Work request -> What number of lines in the entries below include the string "orange"? Respond with that number alone.

Material for this task ->
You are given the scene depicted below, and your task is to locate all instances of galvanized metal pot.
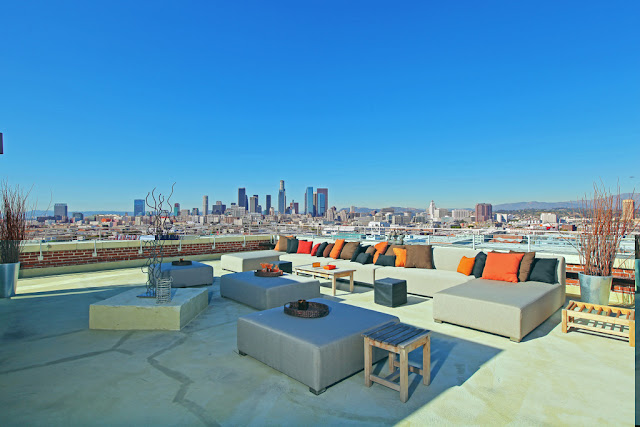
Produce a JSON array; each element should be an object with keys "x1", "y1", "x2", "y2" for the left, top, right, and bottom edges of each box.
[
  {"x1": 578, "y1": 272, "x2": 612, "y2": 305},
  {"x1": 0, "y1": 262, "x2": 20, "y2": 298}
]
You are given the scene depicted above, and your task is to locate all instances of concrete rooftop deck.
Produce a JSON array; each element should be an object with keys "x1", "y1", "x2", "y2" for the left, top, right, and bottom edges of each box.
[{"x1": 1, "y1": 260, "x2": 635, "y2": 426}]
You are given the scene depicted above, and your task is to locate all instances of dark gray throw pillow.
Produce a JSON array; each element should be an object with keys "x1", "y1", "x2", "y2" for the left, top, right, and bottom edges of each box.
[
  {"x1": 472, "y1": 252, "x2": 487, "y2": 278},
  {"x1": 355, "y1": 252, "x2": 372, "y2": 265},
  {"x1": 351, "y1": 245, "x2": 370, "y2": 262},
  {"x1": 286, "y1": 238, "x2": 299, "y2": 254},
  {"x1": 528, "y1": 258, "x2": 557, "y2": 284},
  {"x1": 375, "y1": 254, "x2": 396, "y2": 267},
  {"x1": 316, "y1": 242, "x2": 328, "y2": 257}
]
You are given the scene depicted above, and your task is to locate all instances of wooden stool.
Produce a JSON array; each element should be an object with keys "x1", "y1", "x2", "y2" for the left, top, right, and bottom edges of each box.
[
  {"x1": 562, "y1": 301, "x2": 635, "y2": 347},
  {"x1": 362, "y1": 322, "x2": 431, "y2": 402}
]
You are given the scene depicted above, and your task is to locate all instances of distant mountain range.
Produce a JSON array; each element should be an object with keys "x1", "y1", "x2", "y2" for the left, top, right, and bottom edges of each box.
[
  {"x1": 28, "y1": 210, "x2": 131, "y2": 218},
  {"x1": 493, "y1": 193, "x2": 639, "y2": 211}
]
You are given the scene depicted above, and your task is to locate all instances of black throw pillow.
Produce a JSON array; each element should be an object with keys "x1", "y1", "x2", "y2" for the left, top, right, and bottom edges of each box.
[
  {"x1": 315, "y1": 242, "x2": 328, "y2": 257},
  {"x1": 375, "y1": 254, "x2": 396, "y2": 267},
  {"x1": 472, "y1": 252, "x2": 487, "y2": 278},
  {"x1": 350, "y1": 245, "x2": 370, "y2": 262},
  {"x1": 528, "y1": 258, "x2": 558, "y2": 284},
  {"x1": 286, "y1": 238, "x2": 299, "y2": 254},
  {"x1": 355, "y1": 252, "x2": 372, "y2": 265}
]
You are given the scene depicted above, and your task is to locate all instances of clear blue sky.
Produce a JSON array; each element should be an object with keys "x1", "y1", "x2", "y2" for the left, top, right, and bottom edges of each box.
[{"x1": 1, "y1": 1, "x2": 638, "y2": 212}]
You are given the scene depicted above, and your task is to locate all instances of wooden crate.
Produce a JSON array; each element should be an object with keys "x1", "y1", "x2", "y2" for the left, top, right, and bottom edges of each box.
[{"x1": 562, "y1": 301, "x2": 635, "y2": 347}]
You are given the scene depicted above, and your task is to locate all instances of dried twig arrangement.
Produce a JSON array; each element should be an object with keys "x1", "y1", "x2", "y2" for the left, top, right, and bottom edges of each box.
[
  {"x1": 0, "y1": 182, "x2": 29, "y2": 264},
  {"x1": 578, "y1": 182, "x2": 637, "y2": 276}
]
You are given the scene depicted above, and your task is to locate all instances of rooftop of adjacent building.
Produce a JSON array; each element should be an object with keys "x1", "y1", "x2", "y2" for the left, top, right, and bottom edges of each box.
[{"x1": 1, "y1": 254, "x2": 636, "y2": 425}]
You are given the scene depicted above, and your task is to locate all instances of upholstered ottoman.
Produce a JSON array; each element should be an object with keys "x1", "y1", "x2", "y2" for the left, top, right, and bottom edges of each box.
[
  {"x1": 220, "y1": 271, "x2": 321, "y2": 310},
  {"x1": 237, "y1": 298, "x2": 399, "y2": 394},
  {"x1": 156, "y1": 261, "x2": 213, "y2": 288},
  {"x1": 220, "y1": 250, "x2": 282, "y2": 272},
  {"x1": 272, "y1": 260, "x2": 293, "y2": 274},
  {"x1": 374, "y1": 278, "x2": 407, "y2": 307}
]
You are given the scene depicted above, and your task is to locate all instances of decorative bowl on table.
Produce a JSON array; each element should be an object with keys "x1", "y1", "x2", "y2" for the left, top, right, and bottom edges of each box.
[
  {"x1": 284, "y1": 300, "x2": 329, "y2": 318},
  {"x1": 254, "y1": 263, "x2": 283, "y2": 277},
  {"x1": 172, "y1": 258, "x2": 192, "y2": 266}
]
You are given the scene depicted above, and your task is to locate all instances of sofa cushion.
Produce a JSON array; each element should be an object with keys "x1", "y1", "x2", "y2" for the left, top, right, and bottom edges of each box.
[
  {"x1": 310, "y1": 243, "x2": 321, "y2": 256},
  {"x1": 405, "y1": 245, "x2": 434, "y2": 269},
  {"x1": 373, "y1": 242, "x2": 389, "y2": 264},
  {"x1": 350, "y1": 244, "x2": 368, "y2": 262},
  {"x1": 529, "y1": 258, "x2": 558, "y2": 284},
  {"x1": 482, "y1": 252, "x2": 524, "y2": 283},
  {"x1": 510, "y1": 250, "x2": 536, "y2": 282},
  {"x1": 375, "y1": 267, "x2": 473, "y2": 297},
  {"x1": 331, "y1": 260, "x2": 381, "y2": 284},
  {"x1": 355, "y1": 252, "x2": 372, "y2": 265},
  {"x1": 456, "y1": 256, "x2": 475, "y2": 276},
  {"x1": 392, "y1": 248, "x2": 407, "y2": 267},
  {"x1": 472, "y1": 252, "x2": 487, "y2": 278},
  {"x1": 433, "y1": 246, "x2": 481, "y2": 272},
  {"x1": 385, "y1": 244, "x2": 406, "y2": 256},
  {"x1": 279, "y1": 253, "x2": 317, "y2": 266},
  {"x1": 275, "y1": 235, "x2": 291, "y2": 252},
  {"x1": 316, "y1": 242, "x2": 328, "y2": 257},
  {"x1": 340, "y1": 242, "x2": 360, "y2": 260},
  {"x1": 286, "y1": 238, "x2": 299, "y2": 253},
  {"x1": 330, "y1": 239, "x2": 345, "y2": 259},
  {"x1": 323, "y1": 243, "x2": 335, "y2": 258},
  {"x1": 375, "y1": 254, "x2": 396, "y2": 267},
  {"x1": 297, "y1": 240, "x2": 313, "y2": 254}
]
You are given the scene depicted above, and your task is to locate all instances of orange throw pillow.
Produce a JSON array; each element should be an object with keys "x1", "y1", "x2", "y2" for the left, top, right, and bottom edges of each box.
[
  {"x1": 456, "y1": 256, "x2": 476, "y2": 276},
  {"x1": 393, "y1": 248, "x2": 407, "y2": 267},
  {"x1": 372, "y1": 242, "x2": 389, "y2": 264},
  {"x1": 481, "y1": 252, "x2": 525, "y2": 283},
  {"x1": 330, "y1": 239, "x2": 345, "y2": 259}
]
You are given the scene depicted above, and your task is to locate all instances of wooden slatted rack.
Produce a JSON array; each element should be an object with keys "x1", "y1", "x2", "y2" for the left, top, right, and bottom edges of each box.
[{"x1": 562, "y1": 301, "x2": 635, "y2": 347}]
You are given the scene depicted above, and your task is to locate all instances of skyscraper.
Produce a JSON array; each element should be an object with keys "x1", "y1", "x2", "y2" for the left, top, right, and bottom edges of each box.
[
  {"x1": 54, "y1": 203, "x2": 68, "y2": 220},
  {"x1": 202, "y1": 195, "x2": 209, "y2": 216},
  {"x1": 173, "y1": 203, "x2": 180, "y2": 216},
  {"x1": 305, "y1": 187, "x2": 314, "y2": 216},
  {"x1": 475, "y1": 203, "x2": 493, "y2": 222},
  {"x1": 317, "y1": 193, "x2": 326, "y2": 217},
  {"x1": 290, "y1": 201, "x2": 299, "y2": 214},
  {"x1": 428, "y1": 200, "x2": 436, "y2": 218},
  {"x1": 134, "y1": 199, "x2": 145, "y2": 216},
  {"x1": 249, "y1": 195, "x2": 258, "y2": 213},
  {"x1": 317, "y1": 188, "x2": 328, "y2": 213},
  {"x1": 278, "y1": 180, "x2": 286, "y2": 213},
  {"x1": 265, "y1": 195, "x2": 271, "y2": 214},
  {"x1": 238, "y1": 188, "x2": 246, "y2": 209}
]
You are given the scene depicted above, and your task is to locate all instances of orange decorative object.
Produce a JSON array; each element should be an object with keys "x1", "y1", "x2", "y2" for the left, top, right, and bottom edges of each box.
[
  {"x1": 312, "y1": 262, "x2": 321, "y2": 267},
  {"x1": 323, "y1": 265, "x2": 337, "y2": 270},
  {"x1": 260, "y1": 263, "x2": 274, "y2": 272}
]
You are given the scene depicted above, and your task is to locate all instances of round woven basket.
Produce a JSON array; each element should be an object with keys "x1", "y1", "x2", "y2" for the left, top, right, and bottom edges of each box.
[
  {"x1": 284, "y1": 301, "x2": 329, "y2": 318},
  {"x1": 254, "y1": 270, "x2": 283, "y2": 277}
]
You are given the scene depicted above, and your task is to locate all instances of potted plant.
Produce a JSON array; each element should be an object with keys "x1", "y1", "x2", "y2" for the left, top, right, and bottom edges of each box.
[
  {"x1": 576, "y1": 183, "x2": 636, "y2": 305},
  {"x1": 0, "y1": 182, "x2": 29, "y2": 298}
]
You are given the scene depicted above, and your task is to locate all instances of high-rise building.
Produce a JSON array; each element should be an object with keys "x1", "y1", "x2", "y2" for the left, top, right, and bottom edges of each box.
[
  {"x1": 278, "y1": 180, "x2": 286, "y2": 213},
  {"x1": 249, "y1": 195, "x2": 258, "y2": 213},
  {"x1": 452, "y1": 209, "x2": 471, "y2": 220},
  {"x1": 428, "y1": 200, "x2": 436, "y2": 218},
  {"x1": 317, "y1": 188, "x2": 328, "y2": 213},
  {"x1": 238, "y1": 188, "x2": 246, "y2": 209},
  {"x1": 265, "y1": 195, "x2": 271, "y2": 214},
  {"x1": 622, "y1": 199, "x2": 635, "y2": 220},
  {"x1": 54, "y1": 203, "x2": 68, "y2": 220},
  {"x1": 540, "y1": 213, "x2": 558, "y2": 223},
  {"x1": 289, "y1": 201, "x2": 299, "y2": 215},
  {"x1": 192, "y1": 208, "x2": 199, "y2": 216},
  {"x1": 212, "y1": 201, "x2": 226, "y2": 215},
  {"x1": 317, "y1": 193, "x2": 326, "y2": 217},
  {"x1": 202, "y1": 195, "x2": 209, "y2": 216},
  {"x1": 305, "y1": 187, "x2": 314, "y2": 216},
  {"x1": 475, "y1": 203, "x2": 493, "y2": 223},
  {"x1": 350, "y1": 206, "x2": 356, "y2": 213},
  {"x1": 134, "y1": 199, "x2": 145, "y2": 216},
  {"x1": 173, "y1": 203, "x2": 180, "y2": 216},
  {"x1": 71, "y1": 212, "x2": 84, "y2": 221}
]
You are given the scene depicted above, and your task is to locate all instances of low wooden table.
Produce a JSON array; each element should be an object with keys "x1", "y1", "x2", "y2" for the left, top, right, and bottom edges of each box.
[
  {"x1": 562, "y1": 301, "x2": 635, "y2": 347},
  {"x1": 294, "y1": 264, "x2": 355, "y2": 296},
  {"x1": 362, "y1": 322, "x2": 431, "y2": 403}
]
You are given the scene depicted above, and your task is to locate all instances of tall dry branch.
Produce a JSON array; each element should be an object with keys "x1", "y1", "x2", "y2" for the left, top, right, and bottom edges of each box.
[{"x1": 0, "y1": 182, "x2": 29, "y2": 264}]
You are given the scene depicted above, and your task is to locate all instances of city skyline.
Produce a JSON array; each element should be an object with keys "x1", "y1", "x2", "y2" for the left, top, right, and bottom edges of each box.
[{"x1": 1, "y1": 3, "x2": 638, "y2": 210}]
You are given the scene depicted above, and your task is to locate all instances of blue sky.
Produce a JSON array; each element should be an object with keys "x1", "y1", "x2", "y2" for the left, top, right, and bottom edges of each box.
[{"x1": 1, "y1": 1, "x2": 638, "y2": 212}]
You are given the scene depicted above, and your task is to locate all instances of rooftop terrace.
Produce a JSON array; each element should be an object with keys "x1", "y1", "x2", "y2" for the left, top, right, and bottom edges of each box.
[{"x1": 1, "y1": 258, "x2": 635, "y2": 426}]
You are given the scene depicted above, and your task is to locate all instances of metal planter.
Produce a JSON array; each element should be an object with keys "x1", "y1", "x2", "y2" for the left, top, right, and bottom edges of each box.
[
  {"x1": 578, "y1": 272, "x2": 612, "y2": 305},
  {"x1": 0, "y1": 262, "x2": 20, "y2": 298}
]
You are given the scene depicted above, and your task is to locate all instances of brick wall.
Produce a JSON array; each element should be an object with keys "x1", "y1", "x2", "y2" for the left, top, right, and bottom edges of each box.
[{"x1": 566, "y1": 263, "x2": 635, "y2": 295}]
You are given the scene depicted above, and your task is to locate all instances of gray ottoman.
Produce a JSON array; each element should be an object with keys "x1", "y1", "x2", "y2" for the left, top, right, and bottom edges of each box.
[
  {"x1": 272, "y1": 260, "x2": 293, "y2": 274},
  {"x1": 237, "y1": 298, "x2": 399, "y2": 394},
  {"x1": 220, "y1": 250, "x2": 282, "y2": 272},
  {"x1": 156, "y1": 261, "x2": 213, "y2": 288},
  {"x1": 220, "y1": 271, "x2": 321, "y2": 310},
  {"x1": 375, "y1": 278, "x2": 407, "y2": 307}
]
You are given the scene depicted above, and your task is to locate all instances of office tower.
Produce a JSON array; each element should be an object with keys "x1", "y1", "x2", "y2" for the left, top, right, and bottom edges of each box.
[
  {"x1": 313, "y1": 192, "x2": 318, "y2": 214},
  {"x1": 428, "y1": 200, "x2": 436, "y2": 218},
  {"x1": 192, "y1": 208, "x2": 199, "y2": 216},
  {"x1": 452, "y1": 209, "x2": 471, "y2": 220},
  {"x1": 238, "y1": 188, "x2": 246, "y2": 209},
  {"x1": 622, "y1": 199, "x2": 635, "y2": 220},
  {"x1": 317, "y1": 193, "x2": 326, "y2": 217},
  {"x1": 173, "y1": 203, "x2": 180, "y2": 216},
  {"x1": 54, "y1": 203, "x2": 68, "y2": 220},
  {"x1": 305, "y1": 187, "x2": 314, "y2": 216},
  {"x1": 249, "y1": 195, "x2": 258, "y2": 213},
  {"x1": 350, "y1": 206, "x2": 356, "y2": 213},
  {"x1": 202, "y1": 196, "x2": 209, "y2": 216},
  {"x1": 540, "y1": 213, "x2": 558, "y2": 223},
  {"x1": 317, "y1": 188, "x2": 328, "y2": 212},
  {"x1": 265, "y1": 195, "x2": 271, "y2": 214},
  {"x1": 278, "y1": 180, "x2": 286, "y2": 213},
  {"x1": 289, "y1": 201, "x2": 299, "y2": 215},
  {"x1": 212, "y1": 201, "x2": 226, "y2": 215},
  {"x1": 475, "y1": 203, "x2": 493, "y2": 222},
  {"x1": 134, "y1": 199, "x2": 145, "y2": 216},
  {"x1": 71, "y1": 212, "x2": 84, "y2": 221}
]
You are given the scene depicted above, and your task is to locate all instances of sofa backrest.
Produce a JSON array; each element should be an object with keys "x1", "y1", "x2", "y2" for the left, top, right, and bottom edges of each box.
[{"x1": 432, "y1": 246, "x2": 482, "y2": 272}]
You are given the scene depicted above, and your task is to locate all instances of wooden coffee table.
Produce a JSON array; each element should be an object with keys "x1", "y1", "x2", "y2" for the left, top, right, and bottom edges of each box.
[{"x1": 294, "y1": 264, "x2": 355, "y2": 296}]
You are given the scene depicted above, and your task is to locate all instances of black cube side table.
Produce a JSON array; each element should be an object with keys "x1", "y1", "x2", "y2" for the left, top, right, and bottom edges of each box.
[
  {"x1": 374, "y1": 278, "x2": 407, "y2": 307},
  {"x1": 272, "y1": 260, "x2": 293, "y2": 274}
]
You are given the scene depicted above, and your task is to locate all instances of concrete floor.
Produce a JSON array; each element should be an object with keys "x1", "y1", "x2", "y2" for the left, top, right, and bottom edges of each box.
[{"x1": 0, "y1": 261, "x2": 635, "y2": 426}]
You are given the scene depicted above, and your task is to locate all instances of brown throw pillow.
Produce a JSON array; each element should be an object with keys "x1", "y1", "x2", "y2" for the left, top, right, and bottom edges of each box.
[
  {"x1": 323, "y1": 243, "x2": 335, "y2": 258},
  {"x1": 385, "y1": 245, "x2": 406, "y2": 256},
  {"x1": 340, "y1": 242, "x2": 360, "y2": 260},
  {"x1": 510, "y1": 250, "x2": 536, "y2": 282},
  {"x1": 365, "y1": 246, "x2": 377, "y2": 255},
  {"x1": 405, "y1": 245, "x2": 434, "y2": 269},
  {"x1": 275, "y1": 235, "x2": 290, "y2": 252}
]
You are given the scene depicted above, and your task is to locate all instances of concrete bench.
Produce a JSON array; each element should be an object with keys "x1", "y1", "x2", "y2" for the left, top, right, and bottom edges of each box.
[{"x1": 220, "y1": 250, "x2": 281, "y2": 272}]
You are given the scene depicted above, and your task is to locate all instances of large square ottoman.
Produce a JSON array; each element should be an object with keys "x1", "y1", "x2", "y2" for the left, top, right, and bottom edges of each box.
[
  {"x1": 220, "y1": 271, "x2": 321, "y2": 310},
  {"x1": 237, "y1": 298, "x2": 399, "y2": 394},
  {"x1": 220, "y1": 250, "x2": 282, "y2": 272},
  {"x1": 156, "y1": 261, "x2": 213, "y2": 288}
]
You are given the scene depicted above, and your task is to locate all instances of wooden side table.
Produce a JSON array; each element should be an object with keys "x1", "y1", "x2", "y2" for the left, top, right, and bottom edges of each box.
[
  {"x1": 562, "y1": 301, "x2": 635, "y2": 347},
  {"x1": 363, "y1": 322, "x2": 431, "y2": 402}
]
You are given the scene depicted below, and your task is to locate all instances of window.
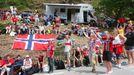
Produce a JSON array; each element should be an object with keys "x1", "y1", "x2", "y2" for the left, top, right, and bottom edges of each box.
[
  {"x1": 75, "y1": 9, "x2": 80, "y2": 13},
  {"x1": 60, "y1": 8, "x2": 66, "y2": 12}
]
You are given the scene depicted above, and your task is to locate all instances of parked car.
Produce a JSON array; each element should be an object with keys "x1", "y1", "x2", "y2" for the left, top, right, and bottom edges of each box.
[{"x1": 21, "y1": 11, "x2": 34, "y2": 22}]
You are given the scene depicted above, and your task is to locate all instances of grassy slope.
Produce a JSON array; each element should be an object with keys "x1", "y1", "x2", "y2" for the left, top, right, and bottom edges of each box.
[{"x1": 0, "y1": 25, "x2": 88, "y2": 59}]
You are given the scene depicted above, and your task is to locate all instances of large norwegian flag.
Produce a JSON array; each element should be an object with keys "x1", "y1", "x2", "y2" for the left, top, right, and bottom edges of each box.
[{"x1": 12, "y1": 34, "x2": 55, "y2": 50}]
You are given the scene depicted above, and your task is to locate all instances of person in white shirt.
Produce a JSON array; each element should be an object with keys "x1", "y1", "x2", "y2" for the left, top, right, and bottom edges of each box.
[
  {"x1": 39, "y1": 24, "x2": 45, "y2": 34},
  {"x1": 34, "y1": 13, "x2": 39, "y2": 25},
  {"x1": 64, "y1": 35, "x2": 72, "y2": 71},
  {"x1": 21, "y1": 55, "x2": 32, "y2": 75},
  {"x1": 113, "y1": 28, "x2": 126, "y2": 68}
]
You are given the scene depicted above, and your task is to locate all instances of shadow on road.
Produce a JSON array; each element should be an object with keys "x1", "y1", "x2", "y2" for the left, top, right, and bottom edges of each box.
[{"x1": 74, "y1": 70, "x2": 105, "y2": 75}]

The answer -> 2